In the meantime, on June 30, 2003, respondent also filed a petition for review[21] with the CA on the ground that the Voluntary Arbitrator committed a grievous error in awarding financial assistance to Caragdag despite his finding that the dismissal due to serious misconduct was valid.  On December 16, 2005, the CA promulgated a decision in CA-G.R. SP. No. 77478 as follows:

WHEREFORE, the Decision dated May 6, 2002 of Voluntary Arbitrator Buenaventura C. Magsalin is AFFIRMED with MODIFICATION by DELETING the award of financial assistance in the amount of P100,000.00 to Angelito Caragdag.


In deleting the award of financial assistance to Caragdag, the CA cited the case of Philippine Commercial International Bank v. Abad,[23] which held that the grant of separation pay or other financial assistance to an employee dismissed for just cause is based on equity and is a measure of social justice, awarded to an employee who has been validly dismissed if the dismissal was not due to serious misconduct or causes that reflected adversely on the moral character of the employee.  In this case, the CA agreed with the findings of the Voluntary Arbitrator that Caragdag was validly dismissed due to serious misconduct.  Accordingly, financial assistance should not have been awarded to Caragdag.  The CA also noted that it is the employer's prerogative to prescribe reasonable rules and regulations necessary or proper for the conduct of its business or concern, to provide certain disciplinary measures to implement said rules and to ensure compliance therewith.

Petitioner sought reconsideration of the decision, but the CA denied the motion for lack of merit. Hence, petitioner filed before us a petition for review on certiorari docketed as G.R. No. 172303.

Considering that G.R. Nos. 164939 and 172303 have the same origin, involve the same parties, and raise interrelated issues, the petitions were consolidated.

Petitioner raises the following issues:
In G.R. No. 164939


In G.R. No. 172303


The issues for our resolution are thus two-fold: first, whether the CA erred in dismissing outright the petition for certiorari filed before it on the ground that the same is an improper mode of appeal; and second, whether the CA erred in deleting the award of financial assistance in the amount of P100,000.00 to Caragdag.

----

**Given problem**
Answer these questions using the excerpt on the Caragdag case:
1. On what date did the CA promulgate its decision in CA-G.R. SP. No. 77478?
2. Which case did the CA cite when it deleted the award of financial assistance?
3. Under what docket number was the petition for review on certiorari filed after the CA denied reconsideration?

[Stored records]

----

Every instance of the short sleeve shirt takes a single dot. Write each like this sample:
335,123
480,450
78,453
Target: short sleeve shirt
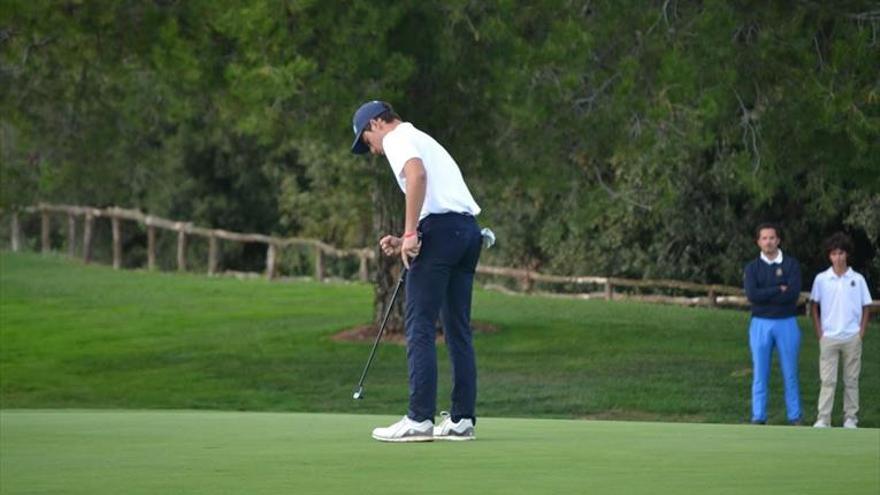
446,190
841,302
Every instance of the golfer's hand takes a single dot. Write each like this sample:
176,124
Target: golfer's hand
410,249
390,245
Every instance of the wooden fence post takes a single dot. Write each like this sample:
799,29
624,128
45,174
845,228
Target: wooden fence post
181,247
271,254
16,233
88,226
71,235
212,254
117,243
151,247
44,237
363,270
319,264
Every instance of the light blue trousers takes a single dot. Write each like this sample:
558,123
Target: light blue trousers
785,335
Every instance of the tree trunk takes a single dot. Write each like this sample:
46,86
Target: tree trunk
388,217
71,235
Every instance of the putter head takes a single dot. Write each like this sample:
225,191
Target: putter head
488,238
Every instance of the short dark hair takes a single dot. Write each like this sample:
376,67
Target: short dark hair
838,240
767,225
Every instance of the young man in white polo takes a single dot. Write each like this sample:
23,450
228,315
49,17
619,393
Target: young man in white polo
840,316
440,245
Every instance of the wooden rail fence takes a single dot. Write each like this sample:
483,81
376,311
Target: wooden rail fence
714,294
183,230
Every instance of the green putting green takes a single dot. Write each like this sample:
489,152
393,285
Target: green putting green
131,452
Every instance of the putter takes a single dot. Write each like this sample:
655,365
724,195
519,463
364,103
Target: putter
359,392
488,241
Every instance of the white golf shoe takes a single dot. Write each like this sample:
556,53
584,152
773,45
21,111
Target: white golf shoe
447,430
406,430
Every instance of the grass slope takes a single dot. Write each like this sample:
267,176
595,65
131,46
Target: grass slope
255,453
74,336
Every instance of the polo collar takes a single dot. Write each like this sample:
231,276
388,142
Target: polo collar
847,274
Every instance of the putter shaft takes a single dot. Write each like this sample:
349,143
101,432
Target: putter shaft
359,390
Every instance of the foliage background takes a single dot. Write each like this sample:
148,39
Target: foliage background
641,139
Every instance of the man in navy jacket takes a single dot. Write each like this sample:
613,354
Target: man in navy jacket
773,284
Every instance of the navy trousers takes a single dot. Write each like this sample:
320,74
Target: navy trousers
440,283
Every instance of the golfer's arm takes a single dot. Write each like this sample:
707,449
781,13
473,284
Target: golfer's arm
416,185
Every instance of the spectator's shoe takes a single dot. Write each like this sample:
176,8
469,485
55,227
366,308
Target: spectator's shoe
447,430
406,430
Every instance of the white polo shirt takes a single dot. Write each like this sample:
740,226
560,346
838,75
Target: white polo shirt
446,191
841,302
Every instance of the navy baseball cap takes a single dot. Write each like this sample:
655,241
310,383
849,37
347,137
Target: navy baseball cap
362,116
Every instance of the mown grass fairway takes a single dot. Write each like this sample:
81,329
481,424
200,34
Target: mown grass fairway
74,336
135,452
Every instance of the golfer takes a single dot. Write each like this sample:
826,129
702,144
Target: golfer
773,285
440,245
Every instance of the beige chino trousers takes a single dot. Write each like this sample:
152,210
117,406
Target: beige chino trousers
830,353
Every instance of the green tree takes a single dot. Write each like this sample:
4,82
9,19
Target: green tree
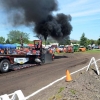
83,40
7,41
65,41
2,40
14,36
98,41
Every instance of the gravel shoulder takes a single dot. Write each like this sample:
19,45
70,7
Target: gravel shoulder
84,86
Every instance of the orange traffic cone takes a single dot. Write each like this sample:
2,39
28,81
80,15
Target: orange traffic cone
68,77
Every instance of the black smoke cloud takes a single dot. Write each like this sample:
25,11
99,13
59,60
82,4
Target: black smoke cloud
39,14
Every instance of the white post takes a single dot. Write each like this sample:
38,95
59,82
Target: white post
94,61
89,64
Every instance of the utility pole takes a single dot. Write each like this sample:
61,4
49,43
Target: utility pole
21,41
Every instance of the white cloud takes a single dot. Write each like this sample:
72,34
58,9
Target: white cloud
86,13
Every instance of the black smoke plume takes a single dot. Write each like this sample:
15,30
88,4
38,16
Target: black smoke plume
39,14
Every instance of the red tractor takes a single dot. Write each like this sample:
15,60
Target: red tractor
22,59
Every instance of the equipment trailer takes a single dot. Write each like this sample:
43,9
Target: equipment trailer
38,55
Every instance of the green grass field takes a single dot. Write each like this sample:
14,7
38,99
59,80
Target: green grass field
88,51
93,51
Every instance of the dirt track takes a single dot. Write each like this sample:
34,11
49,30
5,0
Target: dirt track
31,79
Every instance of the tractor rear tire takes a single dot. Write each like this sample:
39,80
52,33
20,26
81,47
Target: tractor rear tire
4,66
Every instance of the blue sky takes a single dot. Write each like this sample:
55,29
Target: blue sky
85,18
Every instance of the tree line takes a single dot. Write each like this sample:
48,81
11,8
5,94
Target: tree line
14,36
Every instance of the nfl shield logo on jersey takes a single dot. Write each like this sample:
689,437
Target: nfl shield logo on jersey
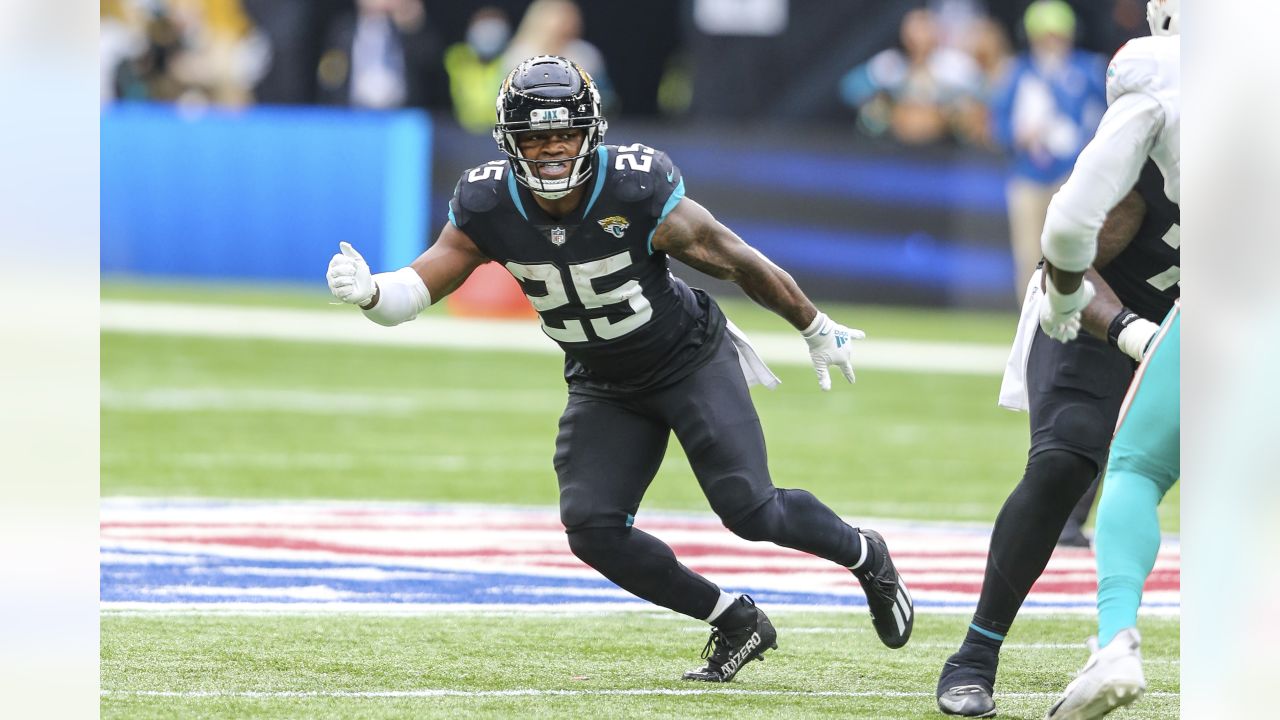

----

**Worked answer**
1. December 16, 2005
2. Philippine Commercial International Bank v. Abad
3. G.R. No. 172303